• Passage shown
# How do I find a solution to e^(2x) = 8e^(x) + 20 ?

## I've worked the equation to get to e^(x) = 10 and e^(x) = -2, but I don't understand how to advance it further

Nov 26, 2016

$x = \ln 10$

#### Explanation:

${e}^{2 x} - 8 {e}^{x} - 20 = 0$

By properties of exponents, we have:

${\left({e}^{x}\right)}^{2} - 8 {e}^{x} - 20 = 0$

We let $t = {e}^{x}$.

${t}^{2} - 8 t - 20 = 0$

$\left(t - 10\right) \left(t + 2\right) = 0$

$t = 10 \mathmr{and} - 2$

${e}^{x} = 10 \mathmr{and} {e}^{x} = - 2$

Take the natural logarithm of both sides.

$\ln \left({e}^{x}\right) = \ln 10 \mathmr{and} \ln {e}^{x} = \ln - 2$

Use the rule $\log {a}^{n} = n \log a$:

$x \ln e = \ln 10 \mathmr{and} x \ln e = \ln - 2$

$\ln$ and $e$ are opposites, so equal $1$.

$x = \ln 10$ and $x = \emptyset$, since $y = \ln x$ has a domain of $x > 0$.

Hopefully this helps!

• Collected material
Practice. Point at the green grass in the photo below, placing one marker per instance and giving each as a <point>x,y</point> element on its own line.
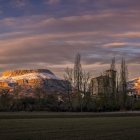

• The exercise
From the exponential equation solution, extract the stretch from "Use the rule" through "domain of $x > 0$.". Rely only on the text about solving the exponential equation.

• Result for this task
Use the rule $\log {a}^{n} = n \log a$:

$x \ln e = \ln 10 \mathmr{and} x \ln e = \ln - 2$

$\ln$ and $e$ are opposites, so equal $1$.

$x = \ln 10$ and $x = \emptyset$, since $y = \ln x$ has a domain of $x > 0$.